WHAT TO WORK ON: Return the material word for word, from its very first line down to and including the line that contains "[0,241,132,615]".

MATERIAL FOR THIS EXERCISE:
#####
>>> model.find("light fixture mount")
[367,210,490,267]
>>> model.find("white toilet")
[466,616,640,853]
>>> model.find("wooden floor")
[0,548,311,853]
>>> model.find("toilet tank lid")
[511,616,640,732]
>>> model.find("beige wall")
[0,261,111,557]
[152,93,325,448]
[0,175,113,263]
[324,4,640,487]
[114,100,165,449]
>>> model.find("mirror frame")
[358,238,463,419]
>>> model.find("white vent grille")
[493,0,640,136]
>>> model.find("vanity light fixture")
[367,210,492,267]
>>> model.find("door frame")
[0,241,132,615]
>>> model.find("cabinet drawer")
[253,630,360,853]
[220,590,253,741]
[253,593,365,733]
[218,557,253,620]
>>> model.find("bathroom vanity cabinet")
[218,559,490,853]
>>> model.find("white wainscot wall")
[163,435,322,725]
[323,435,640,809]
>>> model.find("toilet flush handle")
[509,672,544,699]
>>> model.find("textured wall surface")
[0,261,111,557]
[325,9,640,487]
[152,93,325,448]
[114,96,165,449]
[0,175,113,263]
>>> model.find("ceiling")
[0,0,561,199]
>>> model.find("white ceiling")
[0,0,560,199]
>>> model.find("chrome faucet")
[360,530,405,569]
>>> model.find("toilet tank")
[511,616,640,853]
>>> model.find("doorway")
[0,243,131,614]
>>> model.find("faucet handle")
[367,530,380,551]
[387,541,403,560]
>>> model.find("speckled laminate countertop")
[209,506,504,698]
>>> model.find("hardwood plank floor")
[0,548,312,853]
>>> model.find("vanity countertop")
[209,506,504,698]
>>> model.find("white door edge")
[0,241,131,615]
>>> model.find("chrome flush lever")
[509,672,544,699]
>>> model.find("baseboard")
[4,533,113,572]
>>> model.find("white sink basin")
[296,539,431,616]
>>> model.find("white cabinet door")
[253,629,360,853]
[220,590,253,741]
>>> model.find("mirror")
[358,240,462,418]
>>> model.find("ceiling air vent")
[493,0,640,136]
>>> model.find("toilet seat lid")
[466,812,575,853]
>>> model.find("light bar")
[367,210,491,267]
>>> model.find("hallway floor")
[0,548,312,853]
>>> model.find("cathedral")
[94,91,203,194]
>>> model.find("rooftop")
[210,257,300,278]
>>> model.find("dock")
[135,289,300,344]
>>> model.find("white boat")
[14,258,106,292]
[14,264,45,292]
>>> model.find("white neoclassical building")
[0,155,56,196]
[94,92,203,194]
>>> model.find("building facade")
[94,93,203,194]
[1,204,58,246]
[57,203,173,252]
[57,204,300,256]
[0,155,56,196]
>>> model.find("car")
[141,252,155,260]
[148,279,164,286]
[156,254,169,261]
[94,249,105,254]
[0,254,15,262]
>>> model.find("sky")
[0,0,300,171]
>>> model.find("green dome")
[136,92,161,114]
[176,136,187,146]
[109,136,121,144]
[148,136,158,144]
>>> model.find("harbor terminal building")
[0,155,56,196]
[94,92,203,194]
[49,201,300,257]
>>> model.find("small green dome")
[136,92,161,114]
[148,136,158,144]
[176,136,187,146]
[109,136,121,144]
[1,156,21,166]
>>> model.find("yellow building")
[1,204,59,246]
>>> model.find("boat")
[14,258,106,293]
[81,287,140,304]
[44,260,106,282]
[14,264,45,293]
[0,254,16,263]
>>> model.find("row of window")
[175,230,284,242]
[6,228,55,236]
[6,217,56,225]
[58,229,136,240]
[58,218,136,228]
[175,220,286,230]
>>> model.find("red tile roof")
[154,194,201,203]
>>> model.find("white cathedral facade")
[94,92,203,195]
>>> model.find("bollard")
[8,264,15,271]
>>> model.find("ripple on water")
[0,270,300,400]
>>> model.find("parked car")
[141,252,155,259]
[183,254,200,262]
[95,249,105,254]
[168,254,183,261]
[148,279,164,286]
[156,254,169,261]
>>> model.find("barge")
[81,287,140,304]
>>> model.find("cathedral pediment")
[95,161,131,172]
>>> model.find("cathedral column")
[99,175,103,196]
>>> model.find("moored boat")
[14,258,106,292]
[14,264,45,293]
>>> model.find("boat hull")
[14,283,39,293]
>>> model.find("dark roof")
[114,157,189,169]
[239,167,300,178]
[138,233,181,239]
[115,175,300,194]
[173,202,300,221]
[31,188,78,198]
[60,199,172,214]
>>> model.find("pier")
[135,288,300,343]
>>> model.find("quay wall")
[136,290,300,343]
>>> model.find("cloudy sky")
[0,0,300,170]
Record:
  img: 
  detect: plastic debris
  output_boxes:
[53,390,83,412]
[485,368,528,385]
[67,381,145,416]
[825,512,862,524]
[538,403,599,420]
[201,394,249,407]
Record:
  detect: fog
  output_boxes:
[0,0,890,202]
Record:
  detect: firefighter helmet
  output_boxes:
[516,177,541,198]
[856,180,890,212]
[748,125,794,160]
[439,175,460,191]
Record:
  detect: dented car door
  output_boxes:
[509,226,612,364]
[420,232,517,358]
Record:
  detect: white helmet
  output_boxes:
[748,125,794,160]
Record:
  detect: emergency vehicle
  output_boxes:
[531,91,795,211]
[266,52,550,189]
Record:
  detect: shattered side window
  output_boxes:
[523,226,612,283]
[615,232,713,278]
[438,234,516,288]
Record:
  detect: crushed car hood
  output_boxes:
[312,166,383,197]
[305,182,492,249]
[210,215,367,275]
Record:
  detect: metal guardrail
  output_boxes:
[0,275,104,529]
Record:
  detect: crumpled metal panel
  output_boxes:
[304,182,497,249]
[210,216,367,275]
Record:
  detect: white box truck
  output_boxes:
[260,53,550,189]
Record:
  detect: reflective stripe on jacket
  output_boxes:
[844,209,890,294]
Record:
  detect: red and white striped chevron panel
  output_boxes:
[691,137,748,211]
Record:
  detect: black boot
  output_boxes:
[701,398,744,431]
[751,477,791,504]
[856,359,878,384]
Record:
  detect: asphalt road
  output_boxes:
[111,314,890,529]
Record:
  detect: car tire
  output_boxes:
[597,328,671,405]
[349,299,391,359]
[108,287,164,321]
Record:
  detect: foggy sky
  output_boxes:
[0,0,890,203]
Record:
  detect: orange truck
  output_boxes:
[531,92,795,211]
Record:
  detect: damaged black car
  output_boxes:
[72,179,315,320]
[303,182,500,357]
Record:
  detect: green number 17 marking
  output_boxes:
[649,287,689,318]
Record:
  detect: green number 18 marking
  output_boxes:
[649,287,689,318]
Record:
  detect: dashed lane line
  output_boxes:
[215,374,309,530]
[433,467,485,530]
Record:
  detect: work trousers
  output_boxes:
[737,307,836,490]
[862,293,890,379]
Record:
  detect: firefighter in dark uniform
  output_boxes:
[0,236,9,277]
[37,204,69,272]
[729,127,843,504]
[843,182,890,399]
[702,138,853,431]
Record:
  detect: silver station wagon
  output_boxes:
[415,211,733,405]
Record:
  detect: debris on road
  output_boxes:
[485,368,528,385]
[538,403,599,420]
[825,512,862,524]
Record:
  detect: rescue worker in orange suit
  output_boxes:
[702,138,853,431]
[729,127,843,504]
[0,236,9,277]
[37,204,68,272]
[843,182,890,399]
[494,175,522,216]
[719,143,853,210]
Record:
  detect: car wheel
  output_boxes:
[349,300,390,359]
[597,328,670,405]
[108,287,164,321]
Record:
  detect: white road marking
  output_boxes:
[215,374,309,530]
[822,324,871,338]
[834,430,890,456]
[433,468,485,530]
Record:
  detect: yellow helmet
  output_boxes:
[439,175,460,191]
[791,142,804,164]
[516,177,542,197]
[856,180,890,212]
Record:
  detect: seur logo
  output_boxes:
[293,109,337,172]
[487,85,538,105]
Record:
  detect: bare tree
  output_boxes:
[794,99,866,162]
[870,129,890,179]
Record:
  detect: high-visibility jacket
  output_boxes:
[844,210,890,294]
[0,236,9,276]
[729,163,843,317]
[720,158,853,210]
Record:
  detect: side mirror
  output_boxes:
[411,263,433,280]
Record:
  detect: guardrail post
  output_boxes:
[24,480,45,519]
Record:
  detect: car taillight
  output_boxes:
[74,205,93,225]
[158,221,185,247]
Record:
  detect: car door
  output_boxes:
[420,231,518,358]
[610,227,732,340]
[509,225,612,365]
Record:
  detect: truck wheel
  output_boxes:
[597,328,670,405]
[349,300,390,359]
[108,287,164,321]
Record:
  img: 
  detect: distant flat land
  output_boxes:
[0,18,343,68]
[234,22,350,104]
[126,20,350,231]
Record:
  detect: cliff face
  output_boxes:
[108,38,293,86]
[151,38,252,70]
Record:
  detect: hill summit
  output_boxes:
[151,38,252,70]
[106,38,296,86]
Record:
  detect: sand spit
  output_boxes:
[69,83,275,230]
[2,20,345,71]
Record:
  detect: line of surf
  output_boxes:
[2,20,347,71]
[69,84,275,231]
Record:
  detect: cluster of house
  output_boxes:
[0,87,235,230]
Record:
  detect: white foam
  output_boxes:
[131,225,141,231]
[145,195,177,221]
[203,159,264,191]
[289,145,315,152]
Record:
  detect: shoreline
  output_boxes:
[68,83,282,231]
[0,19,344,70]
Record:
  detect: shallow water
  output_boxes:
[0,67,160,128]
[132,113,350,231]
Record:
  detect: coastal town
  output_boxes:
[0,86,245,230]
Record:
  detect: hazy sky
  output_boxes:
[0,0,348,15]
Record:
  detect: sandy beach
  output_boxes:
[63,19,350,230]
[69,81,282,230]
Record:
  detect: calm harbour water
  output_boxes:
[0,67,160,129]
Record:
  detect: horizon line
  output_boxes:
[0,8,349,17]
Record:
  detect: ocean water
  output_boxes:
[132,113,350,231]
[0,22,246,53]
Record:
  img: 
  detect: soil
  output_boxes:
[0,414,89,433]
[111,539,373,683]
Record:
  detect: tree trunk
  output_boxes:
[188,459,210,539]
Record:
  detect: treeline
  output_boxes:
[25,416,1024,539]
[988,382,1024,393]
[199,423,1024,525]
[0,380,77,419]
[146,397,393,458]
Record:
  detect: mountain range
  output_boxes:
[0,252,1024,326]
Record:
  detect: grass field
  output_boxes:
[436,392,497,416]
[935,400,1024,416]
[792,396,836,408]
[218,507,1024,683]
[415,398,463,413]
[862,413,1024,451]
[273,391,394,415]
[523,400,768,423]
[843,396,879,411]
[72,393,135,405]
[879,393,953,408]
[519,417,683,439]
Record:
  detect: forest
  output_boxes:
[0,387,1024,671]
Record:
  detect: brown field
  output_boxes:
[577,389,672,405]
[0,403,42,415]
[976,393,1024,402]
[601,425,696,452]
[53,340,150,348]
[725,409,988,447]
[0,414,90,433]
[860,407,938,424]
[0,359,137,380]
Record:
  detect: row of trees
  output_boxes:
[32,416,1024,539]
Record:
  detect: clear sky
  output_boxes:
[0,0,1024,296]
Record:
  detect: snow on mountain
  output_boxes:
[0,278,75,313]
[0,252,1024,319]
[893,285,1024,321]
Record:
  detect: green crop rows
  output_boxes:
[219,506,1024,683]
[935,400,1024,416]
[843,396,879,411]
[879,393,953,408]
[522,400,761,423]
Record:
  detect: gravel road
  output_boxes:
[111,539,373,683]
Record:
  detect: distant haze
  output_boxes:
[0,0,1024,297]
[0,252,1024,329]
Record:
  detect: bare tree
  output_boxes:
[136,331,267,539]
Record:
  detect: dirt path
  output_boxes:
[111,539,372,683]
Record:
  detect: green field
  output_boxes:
#####
SOLUTION BELOW:
>>> model.find("light fixture mount")
[367,210,490,267]
>>> model.find("white toilet")
[466,616,640,853]
>>> model.find("wooden floor")
[0,548,311,853]
>>> model.find("toilet tank lid")
[511,616,640,732]
>>> model.find("beige wall")
[0,261,111,557]
[152,93,325,448]
[0,175,113,263]
[324,4,640,487]
[114,100,165,449]
>>> model.find("mirror frame")
[358,238,463,419]
>>> model.find("white vent grille")
[493,0,640,136]
>>> model.find("vanity light fixture")
[367,210,492,267]
>>> model.find("door frame")
[0,241,132,615]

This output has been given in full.